### WORK REQUEST
Every line below that contains the word "jacket" must be copied.

--------------------------------

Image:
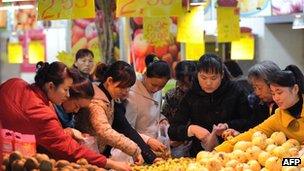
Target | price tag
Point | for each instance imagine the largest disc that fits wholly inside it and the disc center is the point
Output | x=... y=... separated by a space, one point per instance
x=65 y=9
x=148 y=8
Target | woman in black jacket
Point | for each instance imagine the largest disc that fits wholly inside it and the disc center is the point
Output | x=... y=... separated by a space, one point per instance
x=213 y=101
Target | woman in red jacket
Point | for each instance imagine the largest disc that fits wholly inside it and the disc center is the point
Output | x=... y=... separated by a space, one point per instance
x=27 y=108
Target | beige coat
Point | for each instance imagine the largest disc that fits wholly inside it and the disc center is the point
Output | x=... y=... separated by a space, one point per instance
x=143 y=111
x=101 y=118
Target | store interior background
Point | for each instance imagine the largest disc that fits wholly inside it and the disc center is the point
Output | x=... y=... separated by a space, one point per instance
x=275 y=41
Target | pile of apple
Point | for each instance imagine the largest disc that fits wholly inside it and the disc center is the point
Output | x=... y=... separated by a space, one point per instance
x=177 y=164
x=261 y=153
x=17 y=162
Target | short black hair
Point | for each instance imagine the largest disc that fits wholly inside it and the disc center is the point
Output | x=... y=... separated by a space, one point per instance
x=289 y=77
x=185 y=69
x=120 y=71
x=55 y=72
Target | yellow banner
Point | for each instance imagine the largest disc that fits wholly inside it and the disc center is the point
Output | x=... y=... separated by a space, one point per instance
x=191 y=26
x=148 y=8
x=157 y=30
x=67 y=9
x=15 y=53
x=228 y=26
x=194 y=51
x=243 y=49
x=36 y=52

--------------------------------

### EXERCISE RESPONSE
Target | woman in black jacket
Target | woman in red jacket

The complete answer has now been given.